Problem to work on: What appears from the first line of the data below through the line containing "Point out the white fascia", both included, should be copied exactly, and nothing else.
Top of Data provided
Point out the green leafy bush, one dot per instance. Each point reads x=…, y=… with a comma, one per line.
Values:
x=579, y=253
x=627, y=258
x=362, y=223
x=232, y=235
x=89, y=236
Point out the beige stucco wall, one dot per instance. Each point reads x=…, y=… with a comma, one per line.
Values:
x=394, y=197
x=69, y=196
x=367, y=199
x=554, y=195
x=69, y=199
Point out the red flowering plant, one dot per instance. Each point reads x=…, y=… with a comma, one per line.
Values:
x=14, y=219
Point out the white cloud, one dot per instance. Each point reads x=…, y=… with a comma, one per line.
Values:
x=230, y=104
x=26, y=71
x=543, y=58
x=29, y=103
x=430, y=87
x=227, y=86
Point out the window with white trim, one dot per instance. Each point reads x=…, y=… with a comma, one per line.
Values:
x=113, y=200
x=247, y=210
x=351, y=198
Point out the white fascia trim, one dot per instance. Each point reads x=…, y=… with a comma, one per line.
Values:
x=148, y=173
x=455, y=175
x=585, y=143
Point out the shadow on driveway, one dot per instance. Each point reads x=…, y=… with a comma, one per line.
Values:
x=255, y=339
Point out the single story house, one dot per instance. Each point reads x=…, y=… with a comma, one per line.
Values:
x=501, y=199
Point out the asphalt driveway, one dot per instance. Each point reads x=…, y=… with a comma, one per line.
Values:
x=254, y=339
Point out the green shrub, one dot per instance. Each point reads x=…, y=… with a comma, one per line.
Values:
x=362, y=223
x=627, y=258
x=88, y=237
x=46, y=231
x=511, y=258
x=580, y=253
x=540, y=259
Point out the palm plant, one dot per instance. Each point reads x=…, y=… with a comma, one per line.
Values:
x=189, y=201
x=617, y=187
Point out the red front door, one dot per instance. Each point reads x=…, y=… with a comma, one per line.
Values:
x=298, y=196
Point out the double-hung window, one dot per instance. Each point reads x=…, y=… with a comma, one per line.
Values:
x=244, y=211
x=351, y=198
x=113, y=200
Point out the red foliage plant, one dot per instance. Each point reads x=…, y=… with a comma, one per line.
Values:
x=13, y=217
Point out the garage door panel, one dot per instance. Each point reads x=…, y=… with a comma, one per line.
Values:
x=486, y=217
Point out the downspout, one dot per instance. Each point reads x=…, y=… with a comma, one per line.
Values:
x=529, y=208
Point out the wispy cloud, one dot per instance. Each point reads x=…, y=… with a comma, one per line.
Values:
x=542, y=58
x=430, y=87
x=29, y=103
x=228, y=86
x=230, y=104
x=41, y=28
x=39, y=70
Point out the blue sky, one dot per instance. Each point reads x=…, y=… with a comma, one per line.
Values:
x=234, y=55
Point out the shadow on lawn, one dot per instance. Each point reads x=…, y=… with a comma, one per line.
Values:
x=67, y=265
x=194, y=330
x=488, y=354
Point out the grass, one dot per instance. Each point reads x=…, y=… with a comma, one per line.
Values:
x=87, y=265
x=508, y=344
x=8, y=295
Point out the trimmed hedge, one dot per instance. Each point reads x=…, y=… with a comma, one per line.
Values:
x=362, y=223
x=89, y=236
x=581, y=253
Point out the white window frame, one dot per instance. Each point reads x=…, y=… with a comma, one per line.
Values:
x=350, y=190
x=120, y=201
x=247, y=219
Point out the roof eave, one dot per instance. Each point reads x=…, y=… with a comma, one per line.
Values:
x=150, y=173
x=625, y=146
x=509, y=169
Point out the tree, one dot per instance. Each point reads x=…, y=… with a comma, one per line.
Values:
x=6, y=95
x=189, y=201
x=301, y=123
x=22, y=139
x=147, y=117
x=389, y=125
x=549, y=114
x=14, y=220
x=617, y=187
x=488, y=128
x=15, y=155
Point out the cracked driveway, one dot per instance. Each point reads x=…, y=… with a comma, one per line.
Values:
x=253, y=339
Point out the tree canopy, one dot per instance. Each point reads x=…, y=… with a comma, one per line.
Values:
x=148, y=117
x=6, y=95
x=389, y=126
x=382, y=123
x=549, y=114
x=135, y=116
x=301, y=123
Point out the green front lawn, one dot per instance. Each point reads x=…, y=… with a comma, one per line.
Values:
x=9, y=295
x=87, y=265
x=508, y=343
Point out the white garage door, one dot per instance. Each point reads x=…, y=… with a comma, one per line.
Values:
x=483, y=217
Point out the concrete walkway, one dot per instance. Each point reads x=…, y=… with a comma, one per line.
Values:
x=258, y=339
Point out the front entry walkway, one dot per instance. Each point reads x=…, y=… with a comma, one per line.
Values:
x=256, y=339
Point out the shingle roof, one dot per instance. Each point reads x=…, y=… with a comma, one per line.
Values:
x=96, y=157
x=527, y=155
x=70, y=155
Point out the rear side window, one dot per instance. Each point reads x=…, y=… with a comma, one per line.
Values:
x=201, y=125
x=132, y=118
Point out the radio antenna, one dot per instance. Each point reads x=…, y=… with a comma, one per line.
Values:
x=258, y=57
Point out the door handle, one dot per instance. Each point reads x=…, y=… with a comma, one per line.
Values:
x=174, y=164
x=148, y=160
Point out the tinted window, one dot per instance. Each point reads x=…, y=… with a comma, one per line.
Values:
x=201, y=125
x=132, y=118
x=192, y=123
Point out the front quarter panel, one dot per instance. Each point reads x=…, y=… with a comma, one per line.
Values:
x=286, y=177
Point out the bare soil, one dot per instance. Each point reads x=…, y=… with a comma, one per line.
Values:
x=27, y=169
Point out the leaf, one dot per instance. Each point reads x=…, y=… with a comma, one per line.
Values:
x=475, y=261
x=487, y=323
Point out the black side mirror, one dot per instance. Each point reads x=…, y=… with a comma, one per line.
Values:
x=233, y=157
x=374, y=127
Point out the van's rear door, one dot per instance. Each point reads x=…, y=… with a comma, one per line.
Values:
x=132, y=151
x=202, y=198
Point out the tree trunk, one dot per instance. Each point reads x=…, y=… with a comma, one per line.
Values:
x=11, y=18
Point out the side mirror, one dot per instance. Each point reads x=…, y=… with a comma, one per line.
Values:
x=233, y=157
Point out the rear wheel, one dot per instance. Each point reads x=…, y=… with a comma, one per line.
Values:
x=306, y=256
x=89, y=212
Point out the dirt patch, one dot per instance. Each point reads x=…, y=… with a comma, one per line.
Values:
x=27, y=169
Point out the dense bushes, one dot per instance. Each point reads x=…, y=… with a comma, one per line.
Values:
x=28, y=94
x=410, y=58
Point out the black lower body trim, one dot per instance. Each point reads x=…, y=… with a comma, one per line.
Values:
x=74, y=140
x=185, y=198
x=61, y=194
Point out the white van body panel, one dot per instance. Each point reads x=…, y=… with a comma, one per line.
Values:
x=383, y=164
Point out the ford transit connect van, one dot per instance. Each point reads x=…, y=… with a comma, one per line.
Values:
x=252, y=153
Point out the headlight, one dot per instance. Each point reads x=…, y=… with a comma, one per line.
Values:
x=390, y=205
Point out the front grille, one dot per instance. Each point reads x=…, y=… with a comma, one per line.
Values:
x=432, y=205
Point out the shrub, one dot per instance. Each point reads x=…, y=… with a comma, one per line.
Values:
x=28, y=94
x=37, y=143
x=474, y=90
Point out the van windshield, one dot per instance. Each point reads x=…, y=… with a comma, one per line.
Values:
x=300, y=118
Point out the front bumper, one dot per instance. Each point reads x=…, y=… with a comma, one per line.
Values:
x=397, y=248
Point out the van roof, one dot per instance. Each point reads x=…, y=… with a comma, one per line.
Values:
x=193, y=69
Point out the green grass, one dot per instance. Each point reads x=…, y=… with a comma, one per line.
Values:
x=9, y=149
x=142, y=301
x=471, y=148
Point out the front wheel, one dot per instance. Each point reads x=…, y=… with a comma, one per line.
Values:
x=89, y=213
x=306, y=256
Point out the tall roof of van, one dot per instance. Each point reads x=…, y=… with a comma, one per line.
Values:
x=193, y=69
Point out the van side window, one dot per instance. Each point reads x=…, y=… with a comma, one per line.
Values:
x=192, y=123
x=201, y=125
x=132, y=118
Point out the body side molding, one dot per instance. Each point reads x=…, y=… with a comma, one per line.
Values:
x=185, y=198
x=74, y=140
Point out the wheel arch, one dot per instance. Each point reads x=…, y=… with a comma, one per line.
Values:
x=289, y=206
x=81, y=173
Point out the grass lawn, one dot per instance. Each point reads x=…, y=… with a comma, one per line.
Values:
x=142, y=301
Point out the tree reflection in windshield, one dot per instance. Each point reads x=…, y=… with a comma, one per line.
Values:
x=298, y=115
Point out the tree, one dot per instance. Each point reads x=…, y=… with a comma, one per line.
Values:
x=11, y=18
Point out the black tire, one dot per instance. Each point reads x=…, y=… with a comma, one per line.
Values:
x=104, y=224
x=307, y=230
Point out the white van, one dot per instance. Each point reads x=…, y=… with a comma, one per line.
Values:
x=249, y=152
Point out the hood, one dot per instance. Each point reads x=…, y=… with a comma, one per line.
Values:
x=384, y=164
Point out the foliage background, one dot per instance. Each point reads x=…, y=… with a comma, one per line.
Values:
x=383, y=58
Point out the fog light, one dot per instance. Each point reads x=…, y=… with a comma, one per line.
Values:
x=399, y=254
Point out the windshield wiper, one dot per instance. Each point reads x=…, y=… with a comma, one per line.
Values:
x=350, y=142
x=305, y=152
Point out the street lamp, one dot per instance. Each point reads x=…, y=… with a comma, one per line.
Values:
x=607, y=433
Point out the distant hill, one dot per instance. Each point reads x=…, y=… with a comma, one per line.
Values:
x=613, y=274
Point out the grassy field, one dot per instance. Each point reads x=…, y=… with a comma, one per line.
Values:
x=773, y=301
Bottom of Data provided
Expected answer:
Point out the green leafy bush, one dot per instance. Each point reads x=…, y=… with a comma, one per line.
Values:
x=579, y=253
x=627, y=258
x=362, y=223
x=232, y=235
x=89, y=236
Point out the beige stucco wall, one dot per instance. Each point reads x=…, y=… with a comma, one per line.
Values:
x=394, y=197
x=69, y=196
x=367, y=199
x=554, y=195
x=69, y=199
Point out the red flowering plant, one dot per instance. Each point reads x=…, y=… with a comma, one per line.
Values:
x=14, y=219
Point out the white cloud, one dot per instance. Each point reads x=…, y=… with a comma, one per line.
Values:
x=230, y=104
x=26, y=71
x=543, y=58
x=29, y=103
x=430, y=87
x=227, y=86
Point out the window with white trim, one dot per instance. Each point reads x=…, y=… with a comma, one per line.
Values:
x=113, y=200
x=247, y=210
x=351, y=198
Point out the white fascia trim, one dot per instance. Each point reads x=…, y=… with a comma, one per line.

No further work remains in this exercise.